* START PROVIDED ENTRIES *

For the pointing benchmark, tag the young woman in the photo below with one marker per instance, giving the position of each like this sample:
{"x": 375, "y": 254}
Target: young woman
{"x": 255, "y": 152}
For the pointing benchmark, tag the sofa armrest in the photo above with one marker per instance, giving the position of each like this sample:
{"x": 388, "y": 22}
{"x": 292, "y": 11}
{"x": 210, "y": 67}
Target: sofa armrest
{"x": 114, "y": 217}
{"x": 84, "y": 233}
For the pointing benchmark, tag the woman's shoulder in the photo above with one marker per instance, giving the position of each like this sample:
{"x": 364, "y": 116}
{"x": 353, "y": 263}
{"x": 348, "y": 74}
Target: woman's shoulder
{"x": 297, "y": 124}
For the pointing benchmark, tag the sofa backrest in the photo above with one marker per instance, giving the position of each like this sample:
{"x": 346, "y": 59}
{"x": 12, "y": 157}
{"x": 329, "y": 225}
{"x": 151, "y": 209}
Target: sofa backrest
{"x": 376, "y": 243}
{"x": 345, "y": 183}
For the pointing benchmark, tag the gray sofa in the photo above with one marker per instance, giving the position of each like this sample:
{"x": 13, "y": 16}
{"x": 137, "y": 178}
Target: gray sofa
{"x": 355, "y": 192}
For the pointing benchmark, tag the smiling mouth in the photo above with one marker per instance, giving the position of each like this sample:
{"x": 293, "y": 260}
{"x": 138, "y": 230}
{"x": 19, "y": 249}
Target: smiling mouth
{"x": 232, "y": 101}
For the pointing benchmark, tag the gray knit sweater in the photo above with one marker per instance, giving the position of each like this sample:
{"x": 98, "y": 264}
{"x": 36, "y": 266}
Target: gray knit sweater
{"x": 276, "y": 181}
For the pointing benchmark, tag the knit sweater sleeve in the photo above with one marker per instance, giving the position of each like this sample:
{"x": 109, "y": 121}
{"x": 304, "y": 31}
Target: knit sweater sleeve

* END PROVIDED ENTRIES *

• **SHORT PROBLEM**: Could you offset the answer coordinates by 57, adding it to every number in them, and write out again all the records from the line with "For the pointing benchmark, tag the gray knit" up to and including the last line of the records, requests and all?

• **SOLUTION TO THE EXERCISE**:
For the pointing benchmark, tag the gray knit sweater in the photo above with one marker per instance, giving the position of each like this sample:
{"x": 98, "y": 264}
{"x": 36, "y": 266}
Target: gray knit sweater
{"x": 333, "y": 238}
For the pointing benchmark, tag the knit sweater sleeve in the photo above with one marker per instance, giving the position of each like this sample:
{"x": 109, "y": 121}
{"x": 304, "y": 31}
Target: knit sweater sleeve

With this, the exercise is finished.